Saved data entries
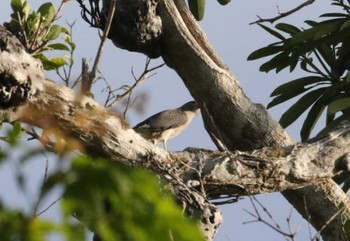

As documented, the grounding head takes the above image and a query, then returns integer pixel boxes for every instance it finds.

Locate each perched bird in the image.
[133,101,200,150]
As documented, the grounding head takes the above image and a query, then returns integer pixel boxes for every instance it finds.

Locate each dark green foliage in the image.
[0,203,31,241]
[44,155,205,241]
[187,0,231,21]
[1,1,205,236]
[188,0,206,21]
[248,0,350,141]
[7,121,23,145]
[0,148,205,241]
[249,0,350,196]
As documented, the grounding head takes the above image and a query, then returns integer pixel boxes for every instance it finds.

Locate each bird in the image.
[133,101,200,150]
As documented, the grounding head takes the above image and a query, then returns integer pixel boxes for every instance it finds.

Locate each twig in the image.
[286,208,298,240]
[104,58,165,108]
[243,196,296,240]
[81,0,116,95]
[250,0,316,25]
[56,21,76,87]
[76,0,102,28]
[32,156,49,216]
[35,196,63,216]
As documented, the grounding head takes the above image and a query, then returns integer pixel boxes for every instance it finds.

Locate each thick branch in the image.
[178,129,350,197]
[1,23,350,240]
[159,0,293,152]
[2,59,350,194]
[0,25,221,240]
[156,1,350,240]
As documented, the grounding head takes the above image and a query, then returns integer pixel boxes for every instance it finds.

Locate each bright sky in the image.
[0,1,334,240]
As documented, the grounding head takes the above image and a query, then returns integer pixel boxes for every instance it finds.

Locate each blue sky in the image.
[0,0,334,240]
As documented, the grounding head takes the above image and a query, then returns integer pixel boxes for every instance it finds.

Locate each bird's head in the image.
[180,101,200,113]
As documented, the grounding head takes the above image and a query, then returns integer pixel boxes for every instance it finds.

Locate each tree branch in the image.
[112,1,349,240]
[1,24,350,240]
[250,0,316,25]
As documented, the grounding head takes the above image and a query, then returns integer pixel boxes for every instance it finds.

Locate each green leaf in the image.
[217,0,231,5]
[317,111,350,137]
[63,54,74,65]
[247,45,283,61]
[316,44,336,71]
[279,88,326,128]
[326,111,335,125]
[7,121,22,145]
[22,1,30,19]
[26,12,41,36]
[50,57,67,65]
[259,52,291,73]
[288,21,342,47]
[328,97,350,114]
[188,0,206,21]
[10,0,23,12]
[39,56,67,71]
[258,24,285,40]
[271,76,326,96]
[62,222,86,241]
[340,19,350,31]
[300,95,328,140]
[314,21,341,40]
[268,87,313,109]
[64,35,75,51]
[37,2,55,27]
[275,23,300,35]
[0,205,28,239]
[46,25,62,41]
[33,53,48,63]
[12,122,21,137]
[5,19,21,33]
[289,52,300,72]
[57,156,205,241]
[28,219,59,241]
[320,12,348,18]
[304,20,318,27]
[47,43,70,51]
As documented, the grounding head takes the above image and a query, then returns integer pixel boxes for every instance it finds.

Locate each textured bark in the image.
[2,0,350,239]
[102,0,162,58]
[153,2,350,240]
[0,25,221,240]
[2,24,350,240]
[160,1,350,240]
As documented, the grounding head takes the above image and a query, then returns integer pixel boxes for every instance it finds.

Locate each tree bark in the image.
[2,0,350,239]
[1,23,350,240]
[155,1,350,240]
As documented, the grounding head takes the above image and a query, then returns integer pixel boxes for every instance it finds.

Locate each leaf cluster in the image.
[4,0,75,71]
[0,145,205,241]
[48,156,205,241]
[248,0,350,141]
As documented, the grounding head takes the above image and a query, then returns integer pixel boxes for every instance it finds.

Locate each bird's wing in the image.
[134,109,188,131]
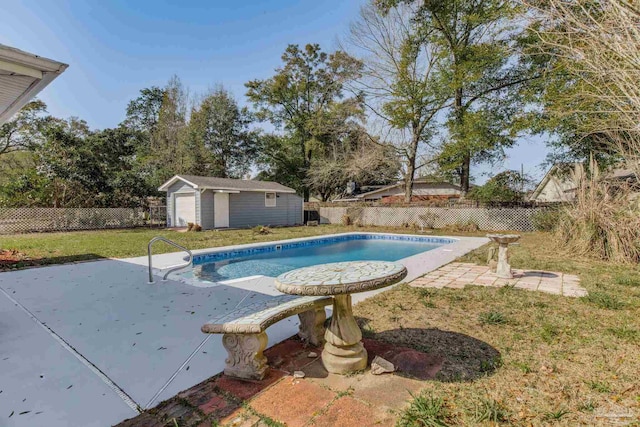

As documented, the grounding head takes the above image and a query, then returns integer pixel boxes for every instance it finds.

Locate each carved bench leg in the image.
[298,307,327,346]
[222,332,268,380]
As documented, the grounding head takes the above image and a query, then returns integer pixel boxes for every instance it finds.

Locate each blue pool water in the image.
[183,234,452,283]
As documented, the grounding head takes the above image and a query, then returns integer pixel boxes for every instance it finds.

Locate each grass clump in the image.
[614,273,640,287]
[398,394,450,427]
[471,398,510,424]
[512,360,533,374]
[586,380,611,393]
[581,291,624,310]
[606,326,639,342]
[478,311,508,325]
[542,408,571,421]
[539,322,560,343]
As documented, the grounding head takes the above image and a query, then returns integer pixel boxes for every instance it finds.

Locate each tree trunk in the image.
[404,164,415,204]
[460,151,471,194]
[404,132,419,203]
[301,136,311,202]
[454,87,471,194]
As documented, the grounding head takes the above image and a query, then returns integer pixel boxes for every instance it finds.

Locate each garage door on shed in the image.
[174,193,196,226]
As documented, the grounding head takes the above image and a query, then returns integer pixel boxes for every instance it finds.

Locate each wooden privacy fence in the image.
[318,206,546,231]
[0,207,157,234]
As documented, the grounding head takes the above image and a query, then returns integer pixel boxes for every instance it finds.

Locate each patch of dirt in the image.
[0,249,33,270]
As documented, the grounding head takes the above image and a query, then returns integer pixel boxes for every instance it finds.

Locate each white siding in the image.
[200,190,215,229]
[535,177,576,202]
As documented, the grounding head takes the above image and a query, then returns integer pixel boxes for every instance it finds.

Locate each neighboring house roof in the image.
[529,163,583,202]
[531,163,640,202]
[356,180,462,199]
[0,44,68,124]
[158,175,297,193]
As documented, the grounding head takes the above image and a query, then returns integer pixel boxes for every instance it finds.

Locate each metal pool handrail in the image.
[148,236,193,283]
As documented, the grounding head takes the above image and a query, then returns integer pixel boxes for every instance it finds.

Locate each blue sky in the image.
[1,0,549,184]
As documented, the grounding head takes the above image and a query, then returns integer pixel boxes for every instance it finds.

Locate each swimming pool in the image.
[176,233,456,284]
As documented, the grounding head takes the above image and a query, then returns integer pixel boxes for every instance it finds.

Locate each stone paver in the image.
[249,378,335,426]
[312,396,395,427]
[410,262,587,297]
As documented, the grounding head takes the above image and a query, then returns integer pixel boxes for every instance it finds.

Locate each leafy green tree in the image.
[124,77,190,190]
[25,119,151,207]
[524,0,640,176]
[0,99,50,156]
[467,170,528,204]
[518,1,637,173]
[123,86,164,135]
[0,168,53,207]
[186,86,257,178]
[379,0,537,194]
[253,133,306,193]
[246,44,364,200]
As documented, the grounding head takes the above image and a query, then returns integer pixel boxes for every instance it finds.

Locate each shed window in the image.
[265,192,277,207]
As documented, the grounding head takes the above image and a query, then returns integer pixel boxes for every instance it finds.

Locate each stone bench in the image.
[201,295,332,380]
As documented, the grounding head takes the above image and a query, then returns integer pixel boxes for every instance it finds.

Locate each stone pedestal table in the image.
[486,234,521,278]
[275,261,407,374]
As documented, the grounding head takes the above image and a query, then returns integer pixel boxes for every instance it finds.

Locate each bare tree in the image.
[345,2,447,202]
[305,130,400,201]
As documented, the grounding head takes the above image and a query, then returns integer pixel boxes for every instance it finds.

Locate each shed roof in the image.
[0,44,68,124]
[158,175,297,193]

◆ **Work item**
Nothing but the records above, exact and without pictures, should appear in the answer.

◆ **Result**
As documented, the grounding head takes the above image and a query, then returns integer pixel boxes for every instance it finds.

Locate each perched bird in the image.
[133,101,200,150]
As documented, the grounding head takes the above image and a query, then returns integer pixel boxes for every instance it finds.

Locate each dark green foliage in the image.
[0,203,31,241]
[44,155,205,241]
[187,0,231,21]
[1,1,205,236]
[188,0,206,21]
[248,0,350,141]
[7,121,23,145]
[0,148,205,241]
[249,0,350,196]
As documented, the grounding head takes the above image and a query, then returns integer pixel boxes for every instance it finds.

Locate each bird in the image.
[133,101,200,150]
As documented, the grounding head takes the above image and a query, then returns integer pixel boxes for every instance it finds.

Locate each twig in the image.
[286,208,298,240]
[104,58,165,108]
[243,196,296,240]
[81,0,116,95]
[250,0,316,25]
[56,21,76,87]
[76,0,102,28]
[32,156,49,216]
[35,196,63,216]
As documented, the grounding head takes the above image and a query, then returns integer pixel boxes for every instance it finds.

Locate each thick branch in the image.
[178,129,350,197]
[1,23,350,240]
[159,0,293,152]
[2,59,350,194]
[0,25,221,240]
[156,1,350,240]
As documented, the grounding head takes the above image and a query, then returns integer pixel boxes for every instance it finds.

Locate each bright sky in the image.
[0,1,334,240]
As documented, the grounding head takes the above image and a query, then returns integer pixel boxes for every instance it finds.

Locate each blue sky in the image.
[0,0,334,240]
As documented, the grounding head takes the above image and a query, then returns integer pixel boxes for every instance it finds.

Locate each bird's head in the image.
[180,101,200,113]
As documented, the grounding head takes the above image and a query, then returns integer pixel boxes for every instance it finds.

Locate each tree branch in the image.
[112,1,349,240]
[1,24,350,240]
[250,0,316,25]
As documented, the grounding head takes the above image and a query, then returns integer pixel boxes for every instance it finds.

Locate each green leaf in the image.
[217,0,231,5]
[317,111,350,137]
[63,54,74,65]
[247,45,283,61]
[316,44,336,71]
[279,88,326,128]
[326,111,335,125]
[7,121,22,145]
[22,1,30,19]
[26,12,41,36]
[50,57,67,65]
[259,52,291,73]
[288,21,342,47]
[328,97,350,114]
[188,0,206,21]
[10,0,23,12]
[39,56,67,71]
[258,24,285,40]
[271,76,326,96]
[62,222,86,241]
[340,19,350,31]
[300,95,328,140]
[314,21,341,40]
[268,87,313,109]
[64,35,75,51]
[37,2,55,27]
[275,23,300,35]
[0,205,28,239]
[46,25,62,41]
[33,53,48,63]
[12,122,21,137]
[5,19,21,33]
[289,52,300,72]
[57,156,205,241]
[28,219,59,241]
[320,12,348,18]
[304,20,318,27]
[47,43,70,51]
As documented, the grounding head takes the above image and a query, then returns integer pixel boxes for every instance it finds.

Locate each textured bark in the image.
[2,0,350,239]
[102,0,162,58]
[153,2,350,240]
[0,25,221,240]
[2,24,350,240]
[160,1,350,240]
As documented, the grounding head takes the above image and a query, then returns integer pixel boxes for every instance it finds.

Locate each tree bark in the image.
[2,0,350,239]
[1,23,350,240]
[155,1,350,240]
As documented, the grounding head takes the above image and a query, then returns integer pixel boxes for every instance it finds.

Locate each leaf cluster in the image.
[4,0,75,71]
[0,145,205,241]
[48,156,205,241]
[248,0,350,141]
As documented, the grounding head takes the above image and a query, then returns integer pixel boxes for every instance it finds.

Locate each bird's wing in the image.
[134,109,188,131]

As documented, the grounding head takes the above image and a query, then returns integer pixel boxes for every instance it finds.

Locate each carved bench leg in the image.
[298,307,327,346]
[222,332,268,380]
As documented, the grounding head takes the above image and a query, then returns integer pixel boxes for every instance it finds.

Locate each blue pool water in the image.
[183,234,452,283]
As documented, the grounding head takes the above image and a query, then returns integer pixel boxes for every instance it finds.

Locate each grass clump in the image.
[614,273,640,287]
[398,394,450,427]
[471,398,510,424]
[512,360,533,374]
[586,380,611,393]
[581,291,624,310]
[606,326,639,342]
[478,311,508,325]
[542,408,571,421]
[539,322,560,343]
As documented, the grounding head takes the above image and a query, then returns integer pixel boxes for every instance it finds.

Locate each tree trunk in the image.
[404,164,415,204]
[460,151,471,194]
[404,132,419,203]
[301,136,311,202]
[454,87,471,194]
As documented, the grounding head takes the above image and a query, then returns integer pixel boxes for every instance it finds.

Locate each garage door on shed in the image.
[174,193,196,226]
As documented, the grounding head takes the above image and a query, then returns integer pixel boxes for every instance it finds.

Locate each wooden privacy fence in the image.
[318,206,546,231]
[0,207,157,234]
As documented, the grounding head takes the above image and a query, then returns integer pixel boxes for every instance it finds.

Locate each patch of dirt in the image.
[0,249,33,270]
As documented, the grounding head takes the above image and a query, then returns integer pixel boxes for every instance it finds.

Locate each white siding in the image.
[200,190,215,229]
[535,177,576,202]
As documented, the grounding head takes the above image and a query, then returns integer pixel boxes for every instance it finds.

Locate each neighboring house roof in the image.
[529,163,583,202]
[531,163,640,202]
[356,180,462,199]
[0,44,68,124]
[158,175,297,193]
As documented, the grounding head takes the above image and a query, then returns integer pixel boxes for every instance it finds.

Locate each metal pool handrail in the image.
[148,236,193,283]
As documented, the grounding head takes the above image and a query, then returns integer pixel boxes for every instance it finds.

Locate each blue sky in the image.
[1,0,549,184]
As documented, the grounding head takes the above image and a query, then returns integer pixel boxes for every instance it finds.

Locate each swimming pool in the image.
[176,233,456,284]
As documented, the grounding head takes the above image and a query, then returns integer pixel boxes for every instance it finds.

Locate each stone paver in the image.
[249,378,335,426]
[312,396,395,427]
[410,262,587,297]
As documented, the grounding head takes the above image and a query, then returns integer pixel boxes for every instance it finds.

Locate each leafy green tree in the image.
[124,77,190,190]
[25,119,151,207]
[524,0,640,176]
[0,99,50,156]
[467,170,528,204]
[518,1,637,173]
[123,86,164,135]
[0,168,53,207]
[186,86,257,178]
[379,0,537,194]
[253,133,306,193]
[246,44,364,200]
As documented, the grounding head takes the above image and a query, then returns integer pixel boxes for every instance it finds.

Locate each shed window in the image.
[265,192,277,207]
As documented, the grounding head takes the above image and a query, then returns integer pixel boxes for every instance it finds.

Locate each stone bench in the image.
[201,295,332,380]
As documented, the grounding head takes the above image and a query, then returns integer pixel boxes for every instance it finds.

Locate each stone pedestal table in the image.
[486,234,521,278]
[275,261,407,374]
As documented, the grounding head takes the above image and a query, then returns integer pixel boxes for every instance it finds.

Locate each bare tree in the image.
[345,2,447,202]
[305,130,400,201]
As documented, the grounding head takes the above image and a query, then returns integer pixel boxes for every instance it finds.

Locate each shed roof in the image.
[0,44,68,124]
[158,175,297,193]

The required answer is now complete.